((

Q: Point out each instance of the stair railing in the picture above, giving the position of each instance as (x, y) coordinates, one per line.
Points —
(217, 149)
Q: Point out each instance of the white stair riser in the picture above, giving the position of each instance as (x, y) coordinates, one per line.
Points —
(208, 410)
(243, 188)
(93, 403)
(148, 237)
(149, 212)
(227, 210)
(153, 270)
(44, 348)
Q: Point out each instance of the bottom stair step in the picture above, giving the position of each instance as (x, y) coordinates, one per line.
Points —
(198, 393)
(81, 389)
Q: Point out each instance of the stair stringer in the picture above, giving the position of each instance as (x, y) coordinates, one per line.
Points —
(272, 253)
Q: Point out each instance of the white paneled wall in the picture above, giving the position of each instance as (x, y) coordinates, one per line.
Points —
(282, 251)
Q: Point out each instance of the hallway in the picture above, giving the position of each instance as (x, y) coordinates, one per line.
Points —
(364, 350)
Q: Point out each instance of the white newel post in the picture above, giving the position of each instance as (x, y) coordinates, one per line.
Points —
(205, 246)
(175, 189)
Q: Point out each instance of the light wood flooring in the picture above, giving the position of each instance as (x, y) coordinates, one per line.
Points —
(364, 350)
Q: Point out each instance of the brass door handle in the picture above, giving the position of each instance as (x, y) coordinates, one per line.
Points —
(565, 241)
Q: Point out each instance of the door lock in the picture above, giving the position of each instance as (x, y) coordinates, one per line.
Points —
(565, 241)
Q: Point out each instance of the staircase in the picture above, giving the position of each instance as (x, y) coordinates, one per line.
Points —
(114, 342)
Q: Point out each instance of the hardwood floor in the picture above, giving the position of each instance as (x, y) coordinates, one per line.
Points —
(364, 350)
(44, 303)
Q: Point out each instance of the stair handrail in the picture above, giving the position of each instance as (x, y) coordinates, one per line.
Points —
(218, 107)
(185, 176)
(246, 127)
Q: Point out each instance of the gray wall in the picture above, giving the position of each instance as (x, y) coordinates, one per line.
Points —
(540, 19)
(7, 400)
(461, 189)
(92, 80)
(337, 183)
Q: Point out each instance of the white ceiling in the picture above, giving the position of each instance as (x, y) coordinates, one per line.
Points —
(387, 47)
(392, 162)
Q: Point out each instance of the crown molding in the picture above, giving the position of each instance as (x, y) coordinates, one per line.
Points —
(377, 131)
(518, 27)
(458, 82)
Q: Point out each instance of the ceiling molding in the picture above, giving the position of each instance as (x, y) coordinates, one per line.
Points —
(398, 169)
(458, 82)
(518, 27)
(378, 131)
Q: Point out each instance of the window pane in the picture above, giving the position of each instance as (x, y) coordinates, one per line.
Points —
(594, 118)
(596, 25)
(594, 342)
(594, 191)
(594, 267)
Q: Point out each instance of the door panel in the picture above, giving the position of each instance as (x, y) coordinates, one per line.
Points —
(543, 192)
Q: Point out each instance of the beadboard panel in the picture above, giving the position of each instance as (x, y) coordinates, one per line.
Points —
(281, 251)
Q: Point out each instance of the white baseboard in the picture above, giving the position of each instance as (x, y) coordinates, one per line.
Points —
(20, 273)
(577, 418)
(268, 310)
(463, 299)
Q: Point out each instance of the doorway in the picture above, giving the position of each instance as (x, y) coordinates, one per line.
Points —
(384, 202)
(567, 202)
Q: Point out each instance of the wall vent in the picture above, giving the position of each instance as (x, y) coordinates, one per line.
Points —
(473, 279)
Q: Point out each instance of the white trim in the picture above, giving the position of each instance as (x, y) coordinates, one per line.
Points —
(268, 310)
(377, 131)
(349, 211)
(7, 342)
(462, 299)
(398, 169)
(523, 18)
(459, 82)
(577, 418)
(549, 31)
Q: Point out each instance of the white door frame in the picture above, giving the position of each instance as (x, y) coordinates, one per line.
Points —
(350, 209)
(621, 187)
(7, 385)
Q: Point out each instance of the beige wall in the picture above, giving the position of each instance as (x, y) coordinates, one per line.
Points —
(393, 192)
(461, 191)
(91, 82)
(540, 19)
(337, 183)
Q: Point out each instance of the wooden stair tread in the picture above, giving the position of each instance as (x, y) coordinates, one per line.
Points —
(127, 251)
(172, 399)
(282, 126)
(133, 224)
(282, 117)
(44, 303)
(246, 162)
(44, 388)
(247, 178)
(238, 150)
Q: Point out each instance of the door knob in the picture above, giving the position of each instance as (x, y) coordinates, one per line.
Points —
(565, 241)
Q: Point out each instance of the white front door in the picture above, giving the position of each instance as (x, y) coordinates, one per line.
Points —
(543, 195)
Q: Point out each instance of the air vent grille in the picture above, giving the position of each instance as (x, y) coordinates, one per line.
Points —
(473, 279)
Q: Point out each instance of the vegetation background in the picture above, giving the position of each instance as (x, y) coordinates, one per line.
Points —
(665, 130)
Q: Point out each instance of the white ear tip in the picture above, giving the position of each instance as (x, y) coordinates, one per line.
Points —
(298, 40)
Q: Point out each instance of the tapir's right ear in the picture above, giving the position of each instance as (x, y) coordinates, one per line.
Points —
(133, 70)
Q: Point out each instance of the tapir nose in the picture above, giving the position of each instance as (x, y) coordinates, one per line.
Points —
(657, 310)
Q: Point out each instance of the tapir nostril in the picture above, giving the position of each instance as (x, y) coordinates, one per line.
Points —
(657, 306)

))

■ Assigned task ■
If a line in the material contains the word "vent", copy that line.

■ Result ■
Q: Point out each instance of the wall vent in the picture above, giving the position of each instance as (x, y) coordinates, one per line.
Q: Point out each instance of the air vent grille in the picture above, giving the position of each instance as (x, y) coordinates, one per line.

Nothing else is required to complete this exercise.